▶ _SUPPLIED ENTRIES_:
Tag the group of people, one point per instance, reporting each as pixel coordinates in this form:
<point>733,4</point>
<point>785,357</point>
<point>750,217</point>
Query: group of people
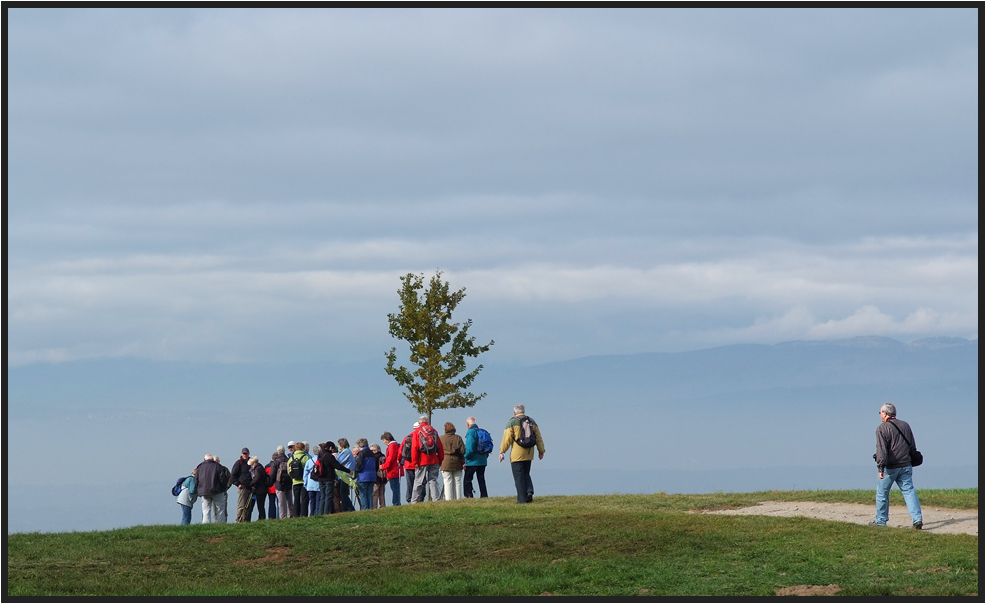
<point>303,480</point>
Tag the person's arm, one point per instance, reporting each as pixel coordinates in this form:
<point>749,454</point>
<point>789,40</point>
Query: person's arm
<point>540,442</point>
<point>508,439</point>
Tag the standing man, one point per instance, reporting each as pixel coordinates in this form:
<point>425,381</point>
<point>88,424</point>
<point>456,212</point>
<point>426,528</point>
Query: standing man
<point>208,486</point>
<point>894,443</point>
<point>426,455</point>
<point>392,463</point>
<point>296,469</point>
<point>476,458</point>
<point>409,467</point>
<point>523,434</point>
<point>242,480</point>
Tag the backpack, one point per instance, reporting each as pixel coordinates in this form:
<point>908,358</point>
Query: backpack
<point>176,490</point>
<point>316,471</point>
<point>296,467</point>
<point>406,448</point>
<point>527,437</point>
<point>429,440</point>
<point>484,442</point>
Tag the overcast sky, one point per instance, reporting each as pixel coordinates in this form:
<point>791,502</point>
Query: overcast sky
<point>248,185</point>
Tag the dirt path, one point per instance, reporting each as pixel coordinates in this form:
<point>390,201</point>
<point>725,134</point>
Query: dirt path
<point>936,520</point>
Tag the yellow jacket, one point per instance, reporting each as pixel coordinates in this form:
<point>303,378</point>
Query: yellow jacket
<point>510,436</point>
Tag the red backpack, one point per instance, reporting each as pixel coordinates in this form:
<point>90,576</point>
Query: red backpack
<point>429,440</point>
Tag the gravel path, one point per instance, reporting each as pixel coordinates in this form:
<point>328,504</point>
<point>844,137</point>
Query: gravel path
<point>936,520</point>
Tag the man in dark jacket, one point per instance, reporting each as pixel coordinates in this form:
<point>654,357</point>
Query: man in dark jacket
<point>242,480</point>
<point>894,443</point>
<point>207,483</point>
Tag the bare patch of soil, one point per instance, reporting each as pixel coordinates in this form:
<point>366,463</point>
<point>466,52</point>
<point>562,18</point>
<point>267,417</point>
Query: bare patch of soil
<point>936,520</point>
<point>275,554</point>
<point>809,590</point>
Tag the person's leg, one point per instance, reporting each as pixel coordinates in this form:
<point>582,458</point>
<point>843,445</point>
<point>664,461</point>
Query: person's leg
<point>905,481</point>
<point>418,492</point>
<point>262,506</point>
<point>449,486</point>
<point>883,497</point>
<point>272,505</point>
<point>432,474</point>
<point>467,482</point>
<point>520,481</point>
<point>481,479</point>
<point>312,503</point>
<point>409,479</point>
<point>206,509</point>
<point>395,490</point>
<point>529,483</point>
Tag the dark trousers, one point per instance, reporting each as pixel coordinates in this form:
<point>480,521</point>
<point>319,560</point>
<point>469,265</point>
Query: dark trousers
<point>409,478</point>
<point>326,497</point>
<point>345,502</point>
<point>261,513</point>
<point>300,503</point>
<point>395,490</point>
<point>480,472</point>
<point>522,480</point>
<point>271,506</point>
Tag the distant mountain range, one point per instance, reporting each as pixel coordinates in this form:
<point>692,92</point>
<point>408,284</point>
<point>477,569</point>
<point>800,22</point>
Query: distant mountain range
<point>758,416</point>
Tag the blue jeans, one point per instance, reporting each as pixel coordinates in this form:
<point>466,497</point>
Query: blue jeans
<point>272,506</point>
<point>902,476</point>
<point>366,495</point>
<point>395,490</point>
<point>345,502</point>
<point>522,480</point>
<point>313,501</point>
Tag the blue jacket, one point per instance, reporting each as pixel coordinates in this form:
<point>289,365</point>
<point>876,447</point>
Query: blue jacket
<point>474,457</point>
<point>345,457</point>
<point>366,468</point>
<point>310,485</point>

▶ _TRY IT_:
The required output is every line from the one that holds "Tag the person's leg, one" through the last line of the listing above, retyped exactly and with nothing else.

▶ _WRITTEN ANSWER_:
Tag the person's leg, one point per instance, reporting each as pixel coordinates in this form:
<point>582,458</point>
<point>843,445</point>
<point>664,461</point>
Query: person's leg
<point>905,481</point>
<point>418,492</point>
<point>262,506</point>
<point>449,486</point>
<point>883,497</point>
<point>272,505</point>
<point>432,474</point>
<point>467,482</point>
<point>520,481</point>
<point>481,479</point>
<point>312,503</point>
<point>409,479</point>
<point>206,509</point>
<point>395,490</point>
<point>529,483</point>
Tag the dark trousers, one point per instance, reporting each as pixel coordinates in this form:
<point>480,521</point>
<point>319,560</point>
<point>469,265</point>
Query: dark trousers
<point>409,478</point>
<point>326,497</point>
<point>345,502</point>
<point>261,513</point>
<point>300,503</point>
<point>395,490</point>
<point>480,472</point>
<point>522,480</point>
<point>271,506</point>
Tag the distant mountain range, one point per instance, reporting each as pixel coordinates in this form:
<point>692,92</point>
<point>408,284</point>
<point>477,569</point>
<point>800,22</point>
Query: distant mountain range
<point>758,416</point>
Tag the blue jeans, one point per instance, reporting each as pixel coordinates in this form:
<point>466,497</point>
Query: blue jeans
<point>272,506</point>
<point>902,476</point>
<point>366,495</point>
<point>395,490</point>
<point>345,502</point>
<point>522,480</point>
<point>313,501</point>
Tag the blue jacket, one point per instance, reporting each as pixel coordinates in this form:
<point>289,365</point>
<point>876,447</point>
Query: blue jacket
<point>474,457</point>
<point>345,457</point>
<point>366,468</point>
<point>310,485</point>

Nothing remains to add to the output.